## Directives:
1 > In the thread, how many minutes apart does zoea say iron or csm+b and kh2po4 should be dosed?
2 > Repeat the thread's passage word for word, starting with "Lighting: 24w on" and going on through "deficiency. Good luck!".

## Article:
┄┄┄┄┄┄┄┄┄┄
# Plant nutrient deficiency?



## gy960 (Sep 10, 2011)

Hi all! I have a few problems with my lace java fern, needle java fern and water sprite. The LJF and NJF have holes in them and i was wondering could it be some sort of nutrient deficiency or what. Whereas the water sprite is browning along the leaf edge.

I dose seachem iron daily, potassium weekly and trace weekly. I dont keep any plecos but do have a couple of otocinclus and zebra nerites.

Lighting: 24w on a 17 gallon.
Filtration: Aquaclear 50
Currently facing brown algae, film algae and green spot algae.

Tank is cycled, thanks if anyone can help me :red_mouth


----------



## zoea (May 6, 2011)

Often times this is a textbook example of potassium deficiency. Id up your dosage. A possible problem could also be if your dosing csm+b or iron at the same time as your kh2po4 (mono potassium phosphate). You need to dose these 15 minutes apart. I dose all my ferts except csm+b and iron chelate first and dose the remaining 15 minutes later. Has to do with the iron dissolving something in the kh2po4 before it reaches the plants causing a deficiency. Good luck!

Ps ottos and nerites won't touch your plants!


----------



## Rockhoe14er (Jan 19, 2011)

why do you dose iron daily which is a micro nutrient and potassium weekly which is a macro nutrient?


----------



## zoea (May 6, 2011)

I do see that your profile photo is a bolivian ram. If they are in your tank just an fyi they love to eat delicate plants.

Also your only getting 1.4 wpg of light you need more lighting. Without adequate light those plants won't absorb excess fertilizers they will just burn. Up your wattages.


----------



## Kathyy (Feb 22, 2010)

If you aren't dosing nitrogen and phosphorus perhaps a bit is needed by the plants even though your tank isn't super bright. 

Green spot algae is much reduced in my tank when phosphate is just right. Diatoms ought to be munched up by the otos. I am not sure just what film algae is, green dust or blue green?


----------



## gy960 (Sep 10, 2011)

Oo thanks all, I didn't know I should wait 15 min. I'm a bit confused here. I remembered a website saying that iron needs to be dosed daily to maintain the iron level in tha tank as it becomes something after 6hrs. So how often do i dose iron and potassium? My water sprites sends out a new shoot everyday but the older leaves get brown and drop off; quite a hassle trimming every week  Some sites said that water sprite is a low light plant but some said it was a high light plant. Wahhh..confused.
┄┄┄┄┄┄┄┄┄┄
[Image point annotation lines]

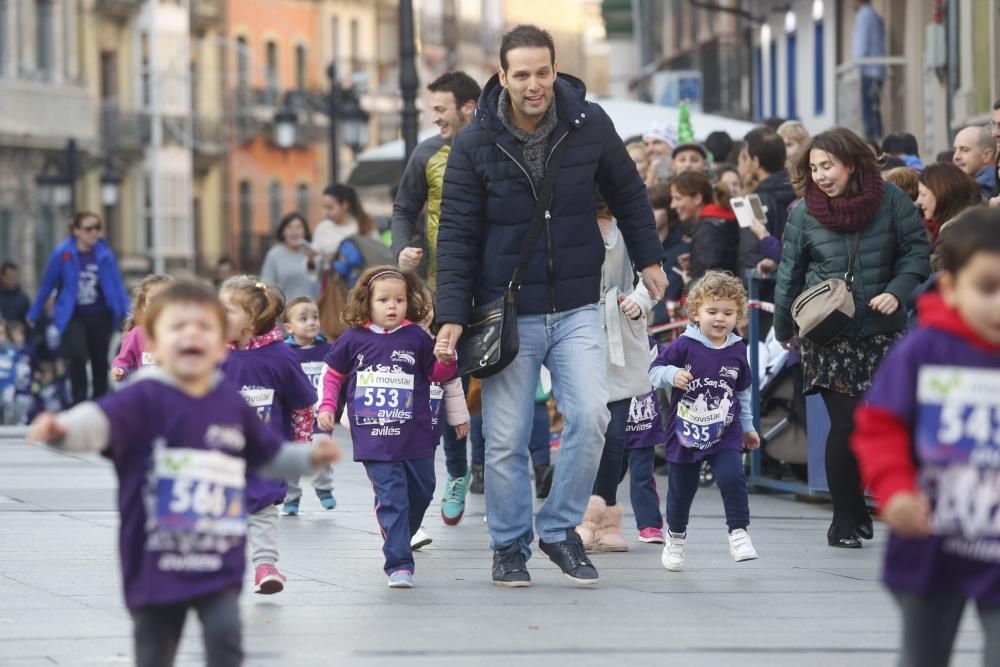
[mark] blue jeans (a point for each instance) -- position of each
(642, 487)
(682, 484)
(403, 490)
(541, 454)
(571, 344)
(455, 457)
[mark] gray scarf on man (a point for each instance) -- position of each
(534, 145)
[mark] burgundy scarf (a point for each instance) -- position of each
(847, 214)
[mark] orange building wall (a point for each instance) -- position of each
(288, 23)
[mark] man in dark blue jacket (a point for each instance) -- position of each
(496, 166)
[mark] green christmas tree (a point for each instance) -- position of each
(685, 133)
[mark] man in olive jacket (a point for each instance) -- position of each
(496, 166)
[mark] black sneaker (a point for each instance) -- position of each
(476, 483)
(571, 558)
(510, 568)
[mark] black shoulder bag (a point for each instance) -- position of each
(490, 342)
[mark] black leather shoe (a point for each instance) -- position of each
(510, 569)
(571, 558)
(841, 541)
(476, 484)
(543, 480)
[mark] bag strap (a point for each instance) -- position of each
(849, 276)
(539, 216)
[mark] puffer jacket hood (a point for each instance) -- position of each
(489, 197)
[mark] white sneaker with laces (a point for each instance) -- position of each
(420, 539)
(673, 552)
(740, 546)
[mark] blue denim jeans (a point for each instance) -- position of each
(539, 445)
(571, 344)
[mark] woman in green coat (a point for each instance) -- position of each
(844, 196)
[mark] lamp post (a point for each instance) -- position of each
(345, 114)
(408, 81)
(111, 185)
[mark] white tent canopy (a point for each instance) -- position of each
(383, 165)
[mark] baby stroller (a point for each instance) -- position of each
(784, 443)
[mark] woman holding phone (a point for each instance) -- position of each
(290, 265)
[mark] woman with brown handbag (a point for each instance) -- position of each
(844, 197)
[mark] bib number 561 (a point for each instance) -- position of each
(379, 397)
(203, 498)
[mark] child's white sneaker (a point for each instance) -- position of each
(673, 552)
(740, 546)
(420, 539)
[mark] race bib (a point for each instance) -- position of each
(958, 415)
(381, 397)
(437, 395)
(261, 399)
(957, 438)
(701, 420)
(200, 492)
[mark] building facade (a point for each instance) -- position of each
(44, 105)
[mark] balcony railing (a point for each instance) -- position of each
(126, 132)
(119, 9)
(851, 96)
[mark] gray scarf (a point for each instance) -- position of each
(534, 145)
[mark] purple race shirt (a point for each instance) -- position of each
(948, 393)
(388, 393)
(705, 419)
(182, 464)
(311, 361)
(270, 379)
(89, 298)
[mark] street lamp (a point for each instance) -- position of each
(57, 181)
(54, 189)
(343, 110)
(285, 127)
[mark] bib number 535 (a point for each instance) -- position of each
(697, 433)
(379, 397)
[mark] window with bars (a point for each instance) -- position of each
(272, 72)
(274, 200)
(44, 37)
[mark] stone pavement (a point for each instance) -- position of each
(801, 603)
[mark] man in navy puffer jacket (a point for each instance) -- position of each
(496, 166)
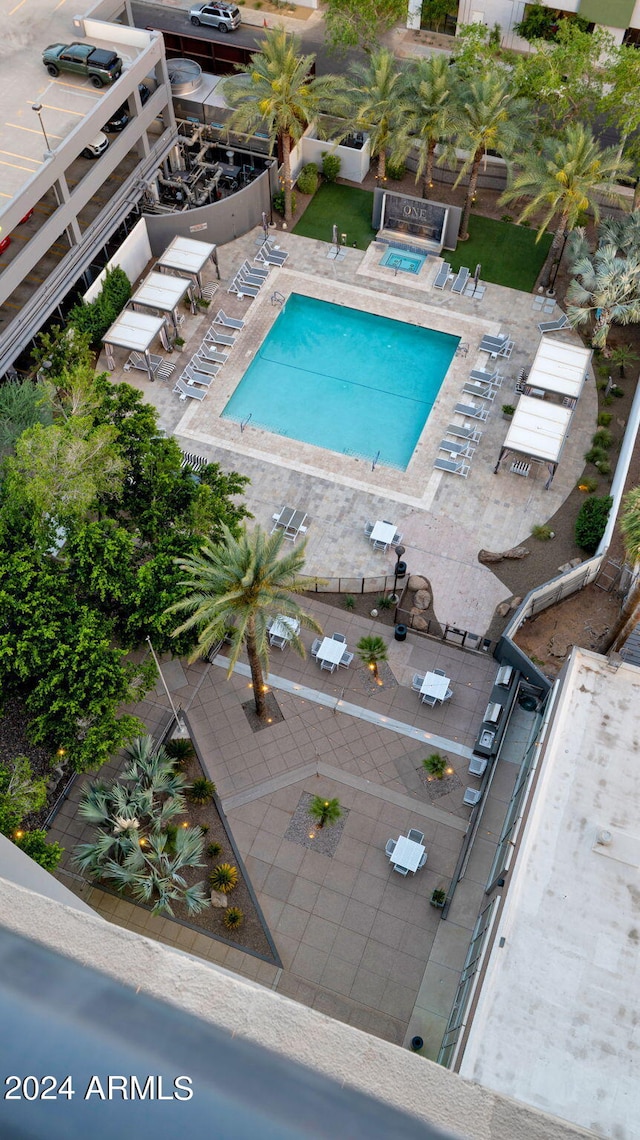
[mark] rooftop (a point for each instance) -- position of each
(557, 1018)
┄┄┄┄┄┄┄┄┄┄
## Answers to the exercise:
1 > 15 minutes apart.

2 >
Lighting: 24w on a 17 gallon.
Filtration: Aquaclear 50
Currently facing brown algae, film algae and green spot algae.

Tank is cycled, thanks if anyone can help me :red_mouth


----------



## zoea (May 6, 2011)

Often times this is a textbook example of potassium deficiency. Id up your dosage. A possible problem could also be if your dosing csm+b or iron at the same time as your kh2po4 (mono potassium phosphate). You need to dose these 15 minutes apart. I dose all my ferts except csm+b and iron chelate first and dose the remaining 15 minutes later. Has to do with the iron dissolving something in the kh2po4 before it reaches the plants causing a deficiency. Good luck!